→ TASK ITEM
The line containing "Q: Point to the tiered" marks where copying starts, so set down that line and each one after it exactly, through the end of the records.

Dataset excerpts:
........
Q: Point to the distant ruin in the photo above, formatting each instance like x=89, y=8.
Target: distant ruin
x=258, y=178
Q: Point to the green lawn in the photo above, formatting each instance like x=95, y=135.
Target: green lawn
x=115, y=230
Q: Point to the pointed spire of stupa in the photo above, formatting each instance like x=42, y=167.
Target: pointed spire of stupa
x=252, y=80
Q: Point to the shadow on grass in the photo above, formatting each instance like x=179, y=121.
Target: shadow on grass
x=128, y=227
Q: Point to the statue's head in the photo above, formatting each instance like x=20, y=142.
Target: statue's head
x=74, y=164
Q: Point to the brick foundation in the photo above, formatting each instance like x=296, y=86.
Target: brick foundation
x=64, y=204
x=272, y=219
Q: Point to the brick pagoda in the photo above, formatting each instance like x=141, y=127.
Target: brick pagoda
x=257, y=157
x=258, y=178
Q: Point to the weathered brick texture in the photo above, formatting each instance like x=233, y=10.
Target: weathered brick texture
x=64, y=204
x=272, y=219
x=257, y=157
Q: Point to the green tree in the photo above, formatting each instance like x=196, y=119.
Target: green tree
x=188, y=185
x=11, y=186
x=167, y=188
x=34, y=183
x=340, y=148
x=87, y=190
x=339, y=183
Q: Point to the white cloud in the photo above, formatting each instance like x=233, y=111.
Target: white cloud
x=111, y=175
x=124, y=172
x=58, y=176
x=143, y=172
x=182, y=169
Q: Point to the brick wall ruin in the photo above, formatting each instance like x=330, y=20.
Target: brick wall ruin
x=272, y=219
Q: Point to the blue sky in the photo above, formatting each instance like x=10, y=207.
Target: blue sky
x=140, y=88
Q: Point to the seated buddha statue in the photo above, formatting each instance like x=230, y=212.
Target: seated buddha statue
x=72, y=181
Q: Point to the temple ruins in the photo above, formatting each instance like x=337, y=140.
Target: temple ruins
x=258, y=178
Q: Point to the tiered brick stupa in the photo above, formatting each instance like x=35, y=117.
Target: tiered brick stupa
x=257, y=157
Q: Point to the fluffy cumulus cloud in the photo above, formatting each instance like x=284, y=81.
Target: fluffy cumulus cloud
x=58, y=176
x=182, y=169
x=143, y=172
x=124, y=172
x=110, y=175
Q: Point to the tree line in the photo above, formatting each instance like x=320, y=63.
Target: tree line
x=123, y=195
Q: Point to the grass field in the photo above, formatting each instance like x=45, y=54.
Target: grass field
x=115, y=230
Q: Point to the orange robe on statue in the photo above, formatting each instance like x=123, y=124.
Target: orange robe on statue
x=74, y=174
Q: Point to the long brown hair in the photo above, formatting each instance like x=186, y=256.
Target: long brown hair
........
→ RESPONSE TO THE EXERCISE
Q: Point to the tiered brick stupa in the photo above, formatting each instance like x=35, y=117.
Target: tiered brick stupa
x=257, y=157
Q: Point to the fluffy cumulus cloud in the photo above, formatting each instance like x=284, y=81.
Target: fluffy cumulus cloud
x=58, y=176
x=182, y=169
x=143, y=172
x=124, y=172
x=110, y=175
Q: Point to the tree line in the photo above, formatting each instance like x=320, y=63.
Target: tree line
x=123, y=195
Q: Point to the grass field in the photo above, formatting each instance like x=45, y=54.
Target: grass field
x=115, y=230
Q: Point to the orange robe on statue in the photo above, formatting each instance like x=123, y=124.
Target: orange robe on statue
x=74, y=174
Q: Point to the long brown hair in the photo above, formatting each instance like x=186, y=256.
Target: long brown hair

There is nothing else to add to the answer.